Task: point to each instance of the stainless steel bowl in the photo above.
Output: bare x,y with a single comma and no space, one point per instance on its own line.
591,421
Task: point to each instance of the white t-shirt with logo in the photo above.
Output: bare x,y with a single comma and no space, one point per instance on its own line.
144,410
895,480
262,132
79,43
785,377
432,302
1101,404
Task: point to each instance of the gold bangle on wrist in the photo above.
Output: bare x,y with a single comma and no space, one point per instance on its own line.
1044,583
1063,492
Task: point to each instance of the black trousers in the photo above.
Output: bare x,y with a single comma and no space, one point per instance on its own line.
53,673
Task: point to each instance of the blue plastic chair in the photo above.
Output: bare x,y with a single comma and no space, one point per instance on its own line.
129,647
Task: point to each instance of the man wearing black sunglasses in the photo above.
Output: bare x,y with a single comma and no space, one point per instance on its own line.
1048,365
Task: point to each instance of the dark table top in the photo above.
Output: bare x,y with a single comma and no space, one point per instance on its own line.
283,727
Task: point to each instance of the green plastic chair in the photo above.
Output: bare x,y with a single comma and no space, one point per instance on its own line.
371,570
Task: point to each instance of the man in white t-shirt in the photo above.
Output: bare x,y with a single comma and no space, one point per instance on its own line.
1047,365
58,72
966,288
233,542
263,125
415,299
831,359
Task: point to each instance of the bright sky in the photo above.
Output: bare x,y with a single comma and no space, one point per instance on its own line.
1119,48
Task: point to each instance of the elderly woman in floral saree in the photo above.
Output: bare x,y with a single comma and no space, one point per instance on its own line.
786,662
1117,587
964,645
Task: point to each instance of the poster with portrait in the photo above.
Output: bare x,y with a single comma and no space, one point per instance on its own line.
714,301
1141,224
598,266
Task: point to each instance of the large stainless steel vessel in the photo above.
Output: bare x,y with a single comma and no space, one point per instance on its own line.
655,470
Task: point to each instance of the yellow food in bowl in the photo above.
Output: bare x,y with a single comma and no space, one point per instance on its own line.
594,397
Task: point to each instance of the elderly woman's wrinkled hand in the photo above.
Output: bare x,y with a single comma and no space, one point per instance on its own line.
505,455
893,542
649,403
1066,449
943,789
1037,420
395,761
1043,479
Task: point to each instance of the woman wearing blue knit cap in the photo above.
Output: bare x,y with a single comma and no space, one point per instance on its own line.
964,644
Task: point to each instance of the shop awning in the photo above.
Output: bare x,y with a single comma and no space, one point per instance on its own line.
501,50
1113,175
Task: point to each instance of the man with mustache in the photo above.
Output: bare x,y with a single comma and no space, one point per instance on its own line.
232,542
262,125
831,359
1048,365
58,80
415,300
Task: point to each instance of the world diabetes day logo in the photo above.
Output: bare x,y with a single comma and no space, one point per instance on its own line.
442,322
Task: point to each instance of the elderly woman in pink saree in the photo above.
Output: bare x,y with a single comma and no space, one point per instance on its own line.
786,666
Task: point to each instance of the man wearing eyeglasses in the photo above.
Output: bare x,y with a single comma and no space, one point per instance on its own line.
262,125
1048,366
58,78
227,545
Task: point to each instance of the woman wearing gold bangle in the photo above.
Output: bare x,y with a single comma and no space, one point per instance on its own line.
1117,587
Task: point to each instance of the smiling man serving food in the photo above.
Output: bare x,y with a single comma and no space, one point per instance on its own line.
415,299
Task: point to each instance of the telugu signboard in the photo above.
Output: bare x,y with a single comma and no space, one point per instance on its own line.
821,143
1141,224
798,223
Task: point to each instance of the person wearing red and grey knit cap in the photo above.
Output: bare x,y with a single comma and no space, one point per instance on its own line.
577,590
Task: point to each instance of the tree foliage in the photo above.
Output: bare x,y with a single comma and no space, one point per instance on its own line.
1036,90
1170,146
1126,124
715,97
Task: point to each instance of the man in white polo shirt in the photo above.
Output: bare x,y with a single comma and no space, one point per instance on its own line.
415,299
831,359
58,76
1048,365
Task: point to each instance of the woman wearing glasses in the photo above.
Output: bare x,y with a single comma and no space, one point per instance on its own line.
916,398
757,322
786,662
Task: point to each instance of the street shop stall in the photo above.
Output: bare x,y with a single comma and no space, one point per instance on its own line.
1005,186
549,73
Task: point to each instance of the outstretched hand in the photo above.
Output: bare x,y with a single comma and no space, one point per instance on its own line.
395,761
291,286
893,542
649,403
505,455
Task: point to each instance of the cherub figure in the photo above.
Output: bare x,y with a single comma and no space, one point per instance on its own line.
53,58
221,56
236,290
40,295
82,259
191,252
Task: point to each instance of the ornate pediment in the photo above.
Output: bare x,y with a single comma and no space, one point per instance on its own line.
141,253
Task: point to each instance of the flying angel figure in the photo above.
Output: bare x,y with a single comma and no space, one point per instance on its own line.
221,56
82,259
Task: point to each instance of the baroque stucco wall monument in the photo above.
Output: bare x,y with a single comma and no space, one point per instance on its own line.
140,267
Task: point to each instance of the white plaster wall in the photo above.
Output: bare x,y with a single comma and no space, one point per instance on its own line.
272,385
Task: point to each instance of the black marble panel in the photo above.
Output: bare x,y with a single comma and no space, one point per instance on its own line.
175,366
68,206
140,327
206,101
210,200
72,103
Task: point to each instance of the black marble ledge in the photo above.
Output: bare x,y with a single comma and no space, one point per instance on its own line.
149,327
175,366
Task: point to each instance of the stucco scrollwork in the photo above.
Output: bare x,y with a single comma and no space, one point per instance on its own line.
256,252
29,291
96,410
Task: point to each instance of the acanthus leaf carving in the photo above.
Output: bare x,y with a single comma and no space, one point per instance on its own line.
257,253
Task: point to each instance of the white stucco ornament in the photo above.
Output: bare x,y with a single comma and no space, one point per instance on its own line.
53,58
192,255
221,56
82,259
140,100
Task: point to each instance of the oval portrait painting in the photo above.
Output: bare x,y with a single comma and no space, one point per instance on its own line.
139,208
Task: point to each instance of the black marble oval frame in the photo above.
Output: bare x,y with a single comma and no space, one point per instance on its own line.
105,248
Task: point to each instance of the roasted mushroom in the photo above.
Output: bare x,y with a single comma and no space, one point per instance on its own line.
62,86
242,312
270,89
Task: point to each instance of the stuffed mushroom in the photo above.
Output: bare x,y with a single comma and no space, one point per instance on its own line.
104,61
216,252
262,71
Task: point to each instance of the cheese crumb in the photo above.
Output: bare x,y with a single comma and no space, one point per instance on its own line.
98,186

----------

Task requirements: Output all of the data above without any alteration.

Exercise result:
Task: point to each instance of the stainless steel bowl in the photo above.
Output: bare x,y with a single comma and no space, one point per instance on its own line.
591,421
Task: point to each instance of the white t-shirt with logo in the photo above.
Output: bare x,y with a single comma and no space, one point per instance on its own line.
144,410
895,480
262,132
79,43
785,377
432,302
1101,404
Task: point to each instance of the gold bangle on wrist in the photo above.
Output: bare x,y with a single comma and no space, one point per instance on its own line.
1044,583
1063,492
Task: point to each instance of the black trousers in the photo above.
Output: bare x,y with a single comma and no space, one point per instance on its own line.
53,673
Task: point to each instance of the blue plastic chair in the photo above.
Output: bare x,y with a single comma and no space, one point per instance on its own line.
129,647
Task: point to each instance of the man wearing black sunglasses in the photo above.
Output: bare x,y with a single comma and no space, one point per instance on its own line.
1048,365
Task: point to each instance of the dark table top in the photo above.
Output: bare x,y with a single comma and no space, one point per instance on its own line.
283,727
Task: point to each instance of the green plastic chair in the photo above.
Output: bare x,y with a single comma and no space, one point per instance on its own line.
371,570
Task: point to each instance of the man in white t-shirt in the photo above.
Output: bare x,y with a single comma and no space, one point per instance on its own line.
1047,365
58,72
966,288
233,542
263,125
415,299
831,359
Task: point to each instance of the bright sky in the photo above.
Output: bare x,y with a single comma and no space, one point per instance on its own line.
1119,48
Task: point to each instance of the elderly woman in floral saree in the photo above.
Output: bare x,y with a single comma and no space, one point per instance on its own line.
786,662
1117,587
964,645
Task: point to each instance of the poster with portrait in the photo above.
Output: bare x,y with a single comma and no space, one point per instance on its own line.
714,301
1141,224
598,266
Task: point to each instance of the large stainless steel vessel in the photo above.
Output: bare x,y with a single comma and no space, one point per instance on its own line.
655,470
Task: point to each instance of the yellow food in bowl in the photo above.
Output: bare x,y with a single comma and no space, one point per instance on its own line.
594,397
Task: point to each instance of the elderly woman's wrinkled hand in the photo above.
Output: bare x,y with a single comma and no space, one point per instance on its own line.
505,455
893,542
649,403
1066,449
943,789
1037,420
395,761
1043,479
Task: point to each instance of the woman wearing blue knit cap in the photo above.
Output: bare x,y with a single comma and no space, one point per instance on its own line.
964,644
Task: point to each instance of the shop awning in the photo above.
Output: bare x,y with a single comma and no space, one point per instance on its own line.
501,50
1113,175
Task: point to each instance of the man with mustache in the photo above.
Output: bare x,y with a single comma and no space, one point per instance on its own line.
232,542
262,125
831,359
1048,365
58,80
415,300
Task: point to each instance of the world diabetes day logo in the photo above.
Output: bare x,y with a single comma and no space, one point per instance on its own line.
442,322
Task: point to each instance of the elderly woman in pink saree in the photo above.
Output: bare x,y with a single comma and no space, one point per instance on its own line.
786,666
Task: point to each instance of the man wearing eyeglasses in the photo above.
Output: bare x,y with a single comma and no space, one point per instance on its own line.
262,125
1048,366
58,78
227,545
Task: point to each instance of the woman wearing gold bangle in the photo above.
Output: bare x,y with a single comma and no space, one point per instance on its own line.
1117,587
Task: point to each instance of the smiling man serving food in the photo above.
Output: bare x,y with a single comma and no space, one point per instance on its own line.
415,299
Task: point to each instance of the telugu signboard in the photo above.
Output: bare x,y with a single comma and no space, one point per instance on its own line.
821,143
1141,224
798,223
Task: point to each instance of the person wearing red and grey knit cap in the photo above.
Output: bare x,y with a single comma and no space, one point per instance on its own line.
577,590
Task: point to each instance of the tree foliage in the photo above.
Output: bare x,y with a single comma and no space, one point per instance on its own line.
1036,90
1170,146
1126,124
715,97
Task: point to each instance of the man in white polo shirt in the photo above.
Output: bare x,y with a single comma and no space, one point per instance on its own line.
415,299
831,359
58,76
1048,365
Task: point to each instance of the woman wearing glasses in the photo above.
Output: bare x,y with a single comma and no space, one point per instance on its own line.
916,398
757,322
786,662
Task: point to each instance of the street shop stall in the photo above.
Output: bare x,y with a single comma and no space, one point per instance on its own line.
1005,186
549,73
Task: point to each instance of the outstretched hand in the photo above.
Output: bare x,y with a single comma and no space, one point per instance on its own line.
395,761
291,286
893,542
649,403
505,455
Task: point to each instance of the cherub figure in the photo above.
Output: bare x,y with a single comma and no space, one point per instance on its own line.
53,58
221,56
236,290
40,295
82,259
191,252
Task: point to each instance of the ornate pediment in the photo above.
Output: bare x,y with a single comma and no space, one point per instance on its own line.
141,253
Task: point to each instance of the flying angel figure in the photo above.
Output: bare x,y with a single comma and no space, one point per instance on its own line.
221,56
82,259
Task: point to each instance of the baroque stucco wall monument in the photo above.
Output: bare x,y with a single comma and no space, one point per instance on its own line.
140,267
Task: point to each instance of the white plaster wall in the photo above.
Output: bare x,y with a single comma and no space, one point per instance on its own line.
272,385
Task: point to each instance of the black marble panel in the photo above.
Output: bare x,y with a single comma and no space, one point per instance on its own line.
175,366
68,206
140,327
206,101
210,200
72,103
Task: point to each instance of the black marble ledge in the photo above.
Output: bare x,y with a single comma and no space, one point per instance on its own line.
149,327
175,366
Task: point to each instance of the stucco scrollwork in the photo above.
Output: bare x,y with a single comma and no space, one point per instance on its own line.
256,252
29,291
96,410
Task: point to each instance of the acanthus leaf carving in the photo above.
Output: bare x,y with a single comma and no space, one point per instance on its own line.
257,253
Task: point to each instance of the white stucco ornament in the photo above.
Output: bare x,y with a single comma and no space, one point per instance on its own line.
53,58
192,255
221,56
82,259
140,100
Task: point to each instance of the oval portrait painting in the photo above.
Output: bare x,y with a single comma and no space, one point per instance on its own line.
139,208
Task: point to each instance of the black marble oval frame in the photo above.
Output: bare x,y with a single comma and no space, one point per instance on its own line.
105,248
Task: point to each instance of the roasted mushroom in the photo above.
Output: bare x,y with a single comma and no space, one point per instance on its own line.
62,86
242,312
270,89
Task: point to each instance of the stuffed mushroom in the photo above.
Output: bare x,y with a single comma and no space, one point per instance on its own line.
104,61
216,252
262,71
Task: point to each instance of the cheese crumb in the photo above.
Output: bare x,y with a single comma and no space, one point per instance on its own line.
98,186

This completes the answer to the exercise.